Each line below containing the word "blurred" needs to be shown.

RECORDS TO USE Start Marker

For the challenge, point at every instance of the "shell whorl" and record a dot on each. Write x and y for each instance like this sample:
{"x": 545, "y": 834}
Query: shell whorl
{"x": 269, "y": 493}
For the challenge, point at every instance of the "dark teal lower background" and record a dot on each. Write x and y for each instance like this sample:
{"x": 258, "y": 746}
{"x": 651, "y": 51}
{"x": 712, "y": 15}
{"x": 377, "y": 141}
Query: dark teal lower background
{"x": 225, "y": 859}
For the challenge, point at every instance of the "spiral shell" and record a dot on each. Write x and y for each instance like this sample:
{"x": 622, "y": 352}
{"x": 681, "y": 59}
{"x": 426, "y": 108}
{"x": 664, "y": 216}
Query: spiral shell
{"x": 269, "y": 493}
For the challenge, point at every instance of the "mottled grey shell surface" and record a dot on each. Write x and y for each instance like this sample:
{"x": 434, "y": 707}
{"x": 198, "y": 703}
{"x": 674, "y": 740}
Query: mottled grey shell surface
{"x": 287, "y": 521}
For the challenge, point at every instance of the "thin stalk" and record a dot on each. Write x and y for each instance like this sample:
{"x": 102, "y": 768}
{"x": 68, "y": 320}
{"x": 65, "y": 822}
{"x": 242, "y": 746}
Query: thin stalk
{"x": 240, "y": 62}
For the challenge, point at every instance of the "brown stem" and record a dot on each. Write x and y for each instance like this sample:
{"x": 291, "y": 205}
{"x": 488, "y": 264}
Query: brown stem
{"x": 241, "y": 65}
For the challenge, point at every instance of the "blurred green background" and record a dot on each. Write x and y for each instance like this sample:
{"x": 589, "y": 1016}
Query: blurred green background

RECORDS TO USE End Marker

→ **TASK SOLUTION**
For the challenge, point at every instance of the "blurred green background" and record a dot on each. Write x and y for each instance like this sample:
Query: blurred green background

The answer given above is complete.